List of tasks:
**a)** According to the report on the Beni Ghani church and mosque, why had the congregation stopped praying in the original church? Answer in one to three sentences.
**b)** Pick up the report on the Beni Ghani church and mosque after its last sentence and continue it.
** Opening Extract provided block **
On an unprecedented occasion last week, Minya Governor General Ahmed Diaa Eddin, and parliamentary and executive leaders gathered to attend the simultaneous consecration of a church and a mosque in the village of Beni Ghani, where Muslims represent 60 per cent of the population and Copts 40 per cent. Celebrating in a warm family atmosphere, Muslims and Copts together inaugurated both the Evangelical church and the Wastaani mosque. The villagers were determined to banish hatred and prejudice and deflect the acts of violence that often occur owing to sectarian tension, so they held the opening ceremony for both places of worship at the same time. In so doing they managed to convey a message to the whole country on how to fight fanaticism and support convivial relations.
The original church was built in 1907 but cracked during the 1992 earthquake. “Since then the congregation has not prayed in there, but has been waiting for approval from the governorate to demolish and rebuild the church,” Father Bahaa’ Rashad of the Evangelical church said. The Church acquired the necessary licences at the end of 2005, and construction began the following year—just as work started on restoring the Wastaani mosque 300 metres away. And since the residents of Beni Ghani are on friendly terms with one another, they decided to inaugurate the church and the mosque at the same time.
** Closing Extract provided block **
** Opening Listed entries block **
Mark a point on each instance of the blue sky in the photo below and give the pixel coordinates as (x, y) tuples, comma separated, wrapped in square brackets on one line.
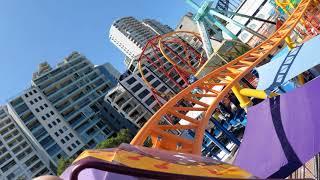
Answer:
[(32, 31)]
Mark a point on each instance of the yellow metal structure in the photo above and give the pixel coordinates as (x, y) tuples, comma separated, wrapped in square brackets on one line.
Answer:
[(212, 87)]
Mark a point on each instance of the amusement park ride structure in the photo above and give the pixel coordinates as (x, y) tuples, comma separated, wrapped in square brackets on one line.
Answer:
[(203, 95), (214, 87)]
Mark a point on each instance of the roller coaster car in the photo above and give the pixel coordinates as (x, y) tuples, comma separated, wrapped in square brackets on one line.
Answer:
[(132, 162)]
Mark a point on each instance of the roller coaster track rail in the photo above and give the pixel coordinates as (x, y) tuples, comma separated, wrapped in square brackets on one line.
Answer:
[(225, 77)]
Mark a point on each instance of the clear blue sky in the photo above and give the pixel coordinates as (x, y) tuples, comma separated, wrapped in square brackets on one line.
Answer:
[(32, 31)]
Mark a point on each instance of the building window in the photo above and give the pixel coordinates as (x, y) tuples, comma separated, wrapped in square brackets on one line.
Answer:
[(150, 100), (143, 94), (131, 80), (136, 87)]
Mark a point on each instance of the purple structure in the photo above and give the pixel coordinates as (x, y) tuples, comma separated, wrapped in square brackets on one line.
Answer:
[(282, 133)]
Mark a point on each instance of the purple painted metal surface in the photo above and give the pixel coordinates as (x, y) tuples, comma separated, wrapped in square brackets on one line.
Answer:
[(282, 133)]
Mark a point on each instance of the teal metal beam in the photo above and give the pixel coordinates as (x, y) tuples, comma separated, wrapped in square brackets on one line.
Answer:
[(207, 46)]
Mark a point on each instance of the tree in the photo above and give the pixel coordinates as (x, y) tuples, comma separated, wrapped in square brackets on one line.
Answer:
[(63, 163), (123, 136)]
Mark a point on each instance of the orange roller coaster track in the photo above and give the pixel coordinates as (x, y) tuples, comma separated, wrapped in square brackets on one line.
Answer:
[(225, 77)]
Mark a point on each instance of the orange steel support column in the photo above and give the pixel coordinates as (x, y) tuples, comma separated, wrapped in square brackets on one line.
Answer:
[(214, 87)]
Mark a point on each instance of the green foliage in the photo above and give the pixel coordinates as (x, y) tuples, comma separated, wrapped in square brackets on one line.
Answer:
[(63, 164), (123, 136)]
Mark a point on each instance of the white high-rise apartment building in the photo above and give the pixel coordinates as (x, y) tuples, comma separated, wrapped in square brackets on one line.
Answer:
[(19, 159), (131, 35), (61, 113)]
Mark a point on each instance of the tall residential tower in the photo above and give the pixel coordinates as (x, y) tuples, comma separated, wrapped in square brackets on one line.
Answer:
** Closing Listed entries block **
Exercise answers:
**a)** The original church, built in 1907, cracked during the 1992 earthquake. Since then the congregation has not prayed in it and has been waiting for the governorate's approval to demolish and rebuild it.

**b)**
“The mosque was being restored at the same time the church was being rebuilt,” said Ali Hassan Soliman who heads Nahdet Beni Ghani NGO and supervised the construction work in the mosque. “When we ran short of any material, such as wood for instance, the church would help us out, and we naturally reciprocated.” The mosque was supposed to be inaugurated at the Eid al-Adha (the Muslim Feast of the Sacrifice) last December, but when the bus belonging to the Evangelical church was involved in a crash they had to delay the consecration of the church. They told us to go ahead with our plans for the mosque, but we refused and waited to inaugurate both together and celebrate together,” Soliman said.
Sheikh Mohamed Khalaf, who helped officiate at the opening of the mosque, stressed the importance of strengthening relations between the people of the same village and the same country regardless of their belief. He said that if we are to teach future generations the value of tolerance we need to be good role models ourselves.
Hand in hand
Nasrallah Labib, a member of the Better Life Association said civil societies played an important role and, together with the clerics, exerted much effort to make the village of Beni Ghani an ideal for neighbouring towns and villages to aspire to. Its organisations include various civil societies and associations such as Nahdet Beni Ghani and the Better Life, as well as the village council which assembles together Muslims and Copts who cooperate to support their small community by establishing schools, clinics, hospitals and trading centres.
The ceremony began at the church with the song, “Blessed be my people Egypt”, after which they all went to inaugurate the mosque. For the people of Beni Ghani it was a village holiday.
Labib said that not one Muslim had opposed the rebuilding of the church or the celebration of its inauguration.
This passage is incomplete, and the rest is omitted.